Copy the listing below line for line, without changing anything, and leave out the pictures.

§ **DATASET EXCERPTS**:
/---

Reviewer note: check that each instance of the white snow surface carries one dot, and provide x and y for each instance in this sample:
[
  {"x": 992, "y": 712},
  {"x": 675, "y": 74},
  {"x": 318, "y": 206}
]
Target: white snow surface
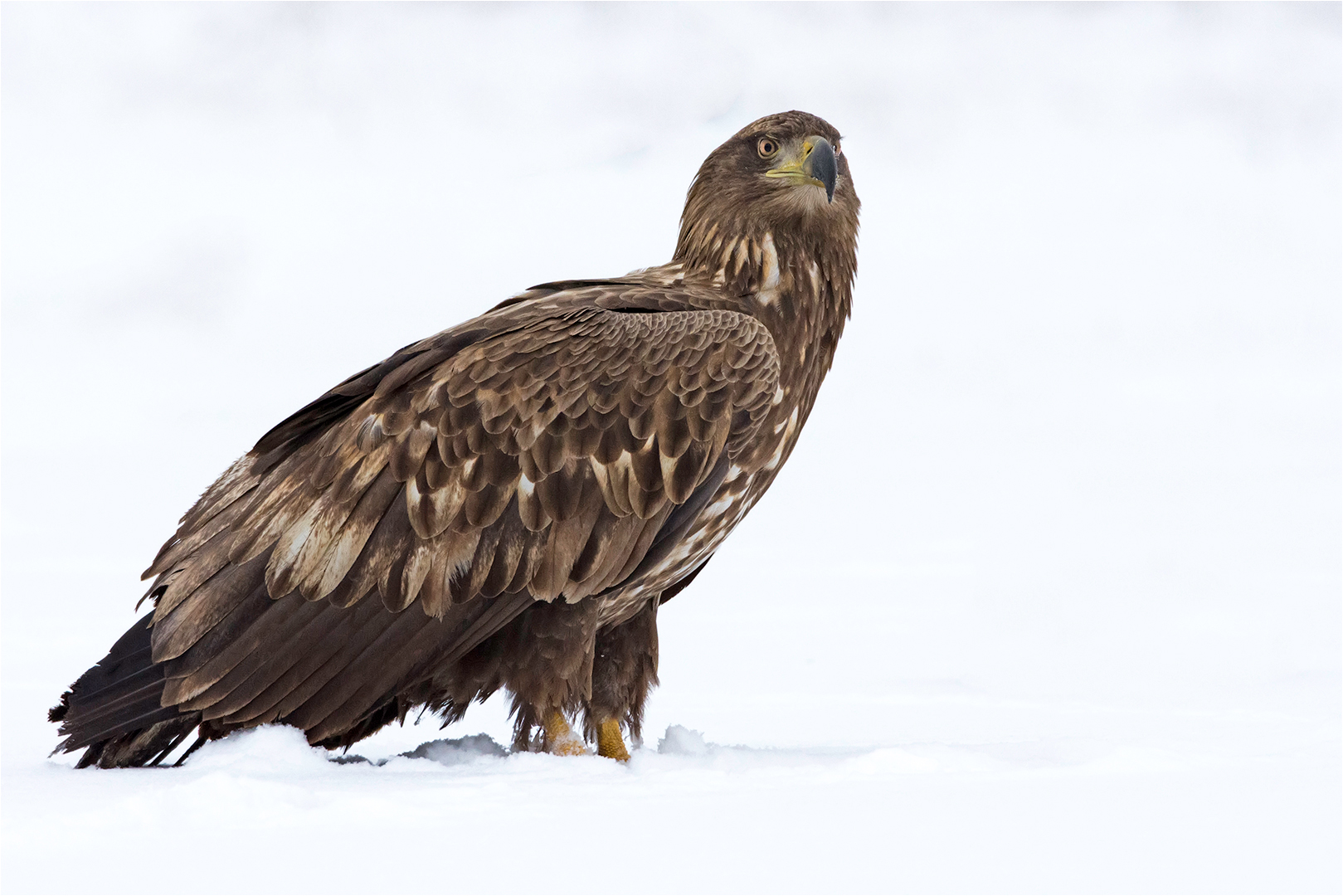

\---

§ **WORKED SOLUTION**:
Reviewer note: check that each instance of the white snow surface carries one dot, and provide x and y for each instance in this sample:
[
  {"x": 992, "y": 712},
  {"x": 675, "y": 74},
  {"x": 318, "y": 206}
]
Target: white snow surface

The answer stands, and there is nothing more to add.